## Data shown
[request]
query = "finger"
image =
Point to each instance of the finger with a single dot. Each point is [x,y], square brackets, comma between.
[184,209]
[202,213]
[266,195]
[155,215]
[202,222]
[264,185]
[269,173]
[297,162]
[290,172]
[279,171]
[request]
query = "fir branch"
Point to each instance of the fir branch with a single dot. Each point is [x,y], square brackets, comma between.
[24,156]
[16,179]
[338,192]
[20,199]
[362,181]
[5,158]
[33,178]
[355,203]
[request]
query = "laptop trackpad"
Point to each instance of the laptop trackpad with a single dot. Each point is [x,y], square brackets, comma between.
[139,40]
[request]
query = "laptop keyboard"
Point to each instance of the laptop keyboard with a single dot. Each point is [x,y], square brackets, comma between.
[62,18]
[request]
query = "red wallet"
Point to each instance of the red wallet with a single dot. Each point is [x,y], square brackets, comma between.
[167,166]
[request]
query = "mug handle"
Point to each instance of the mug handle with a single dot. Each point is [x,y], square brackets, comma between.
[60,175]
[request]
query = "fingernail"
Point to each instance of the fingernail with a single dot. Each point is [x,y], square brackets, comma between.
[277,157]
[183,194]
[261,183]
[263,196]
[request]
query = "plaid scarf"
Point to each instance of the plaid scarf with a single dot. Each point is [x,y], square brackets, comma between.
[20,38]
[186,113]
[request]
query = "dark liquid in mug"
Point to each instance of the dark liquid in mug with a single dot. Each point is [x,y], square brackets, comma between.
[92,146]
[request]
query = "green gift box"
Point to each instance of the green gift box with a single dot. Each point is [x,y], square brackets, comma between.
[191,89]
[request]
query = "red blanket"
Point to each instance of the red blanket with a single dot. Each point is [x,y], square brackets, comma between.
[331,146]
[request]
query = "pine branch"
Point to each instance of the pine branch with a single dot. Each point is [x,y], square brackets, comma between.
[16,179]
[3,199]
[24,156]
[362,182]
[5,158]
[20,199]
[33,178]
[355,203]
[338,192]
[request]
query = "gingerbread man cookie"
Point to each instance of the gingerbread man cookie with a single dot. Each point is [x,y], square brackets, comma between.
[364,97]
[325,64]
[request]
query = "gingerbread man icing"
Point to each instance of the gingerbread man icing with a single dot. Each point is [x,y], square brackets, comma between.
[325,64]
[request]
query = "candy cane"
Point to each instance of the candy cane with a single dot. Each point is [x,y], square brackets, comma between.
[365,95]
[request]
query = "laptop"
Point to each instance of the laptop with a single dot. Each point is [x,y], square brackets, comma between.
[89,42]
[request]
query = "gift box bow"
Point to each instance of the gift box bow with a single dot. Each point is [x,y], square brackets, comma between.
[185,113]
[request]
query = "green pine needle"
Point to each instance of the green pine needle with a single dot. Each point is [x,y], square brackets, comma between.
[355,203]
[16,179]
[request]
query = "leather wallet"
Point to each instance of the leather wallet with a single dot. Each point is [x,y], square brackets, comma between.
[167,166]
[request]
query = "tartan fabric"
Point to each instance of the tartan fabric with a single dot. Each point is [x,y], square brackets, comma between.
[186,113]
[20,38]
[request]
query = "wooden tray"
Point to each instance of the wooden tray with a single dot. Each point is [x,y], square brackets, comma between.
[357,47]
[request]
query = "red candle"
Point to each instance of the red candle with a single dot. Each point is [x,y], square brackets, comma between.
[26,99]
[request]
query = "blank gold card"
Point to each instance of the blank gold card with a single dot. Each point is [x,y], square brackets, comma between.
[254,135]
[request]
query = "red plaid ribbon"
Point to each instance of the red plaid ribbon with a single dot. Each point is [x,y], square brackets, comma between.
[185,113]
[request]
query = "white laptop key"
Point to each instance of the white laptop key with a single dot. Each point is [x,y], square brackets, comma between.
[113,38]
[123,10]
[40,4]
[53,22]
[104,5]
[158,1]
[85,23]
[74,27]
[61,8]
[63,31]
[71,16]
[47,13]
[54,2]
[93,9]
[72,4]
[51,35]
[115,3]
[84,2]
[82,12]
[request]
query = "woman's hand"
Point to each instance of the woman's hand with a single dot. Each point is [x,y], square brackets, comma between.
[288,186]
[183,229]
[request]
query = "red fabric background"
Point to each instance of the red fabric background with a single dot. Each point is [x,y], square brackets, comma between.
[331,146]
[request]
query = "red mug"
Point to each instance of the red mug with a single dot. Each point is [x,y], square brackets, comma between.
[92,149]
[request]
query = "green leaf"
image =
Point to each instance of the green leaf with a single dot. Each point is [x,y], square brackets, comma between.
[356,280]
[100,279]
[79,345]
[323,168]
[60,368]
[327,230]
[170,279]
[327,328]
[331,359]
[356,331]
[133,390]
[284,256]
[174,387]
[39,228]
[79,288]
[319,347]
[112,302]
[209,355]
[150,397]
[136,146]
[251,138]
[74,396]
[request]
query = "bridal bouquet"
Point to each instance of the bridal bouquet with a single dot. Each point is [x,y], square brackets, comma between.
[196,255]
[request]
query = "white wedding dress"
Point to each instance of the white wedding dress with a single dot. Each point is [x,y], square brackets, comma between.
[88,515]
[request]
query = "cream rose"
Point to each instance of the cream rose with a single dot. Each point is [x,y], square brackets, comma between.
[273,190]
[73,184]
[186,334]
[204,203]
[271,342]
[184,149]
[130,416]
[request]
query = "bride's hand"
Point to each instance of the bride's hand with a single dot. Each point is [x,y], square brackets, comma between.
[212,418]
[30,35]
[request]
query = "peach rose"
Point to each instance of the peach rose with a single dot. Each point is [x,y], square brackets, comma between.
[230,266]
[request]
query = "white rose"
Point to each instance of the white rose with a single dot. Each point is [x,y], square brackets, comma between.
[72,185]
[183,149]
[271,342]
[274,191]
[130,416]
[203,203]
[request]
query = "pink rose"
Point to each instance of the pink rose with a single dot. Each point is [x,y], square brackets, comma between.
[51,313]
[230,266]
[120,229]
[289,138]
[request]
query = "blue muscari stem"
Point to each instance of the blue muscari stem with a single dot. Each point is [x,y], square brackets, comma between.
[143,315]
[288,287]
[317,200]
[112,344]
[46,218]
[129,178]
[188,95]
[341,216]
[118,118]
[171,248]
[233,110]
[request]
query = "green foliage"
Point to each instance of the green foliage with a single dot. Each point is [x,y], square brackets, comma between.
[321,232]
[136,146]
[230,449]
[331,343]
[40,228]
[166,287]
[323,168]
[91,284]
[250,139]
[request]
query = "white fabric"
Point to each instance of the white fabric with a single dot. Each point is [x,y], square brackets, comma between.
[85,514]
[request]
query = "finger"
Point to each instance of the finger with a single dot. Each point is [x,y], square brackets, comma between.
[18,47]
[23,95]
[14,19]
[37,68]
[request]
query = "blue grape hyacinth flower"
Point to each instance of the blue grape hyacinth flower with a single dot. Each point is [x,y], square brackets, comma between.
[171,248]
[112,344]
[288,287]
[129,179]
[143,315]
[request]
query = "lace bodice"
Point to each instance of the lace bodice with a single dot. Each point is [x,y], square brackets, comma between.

## What you will do
Show every line from the entries above that contains the word "keyboard", copying each one in full.

## Expected answer
query = "laptop keyboard"
Point to each instance of the laptop keyboard with a single dot. Each point is [x,y], square brackets, comma between.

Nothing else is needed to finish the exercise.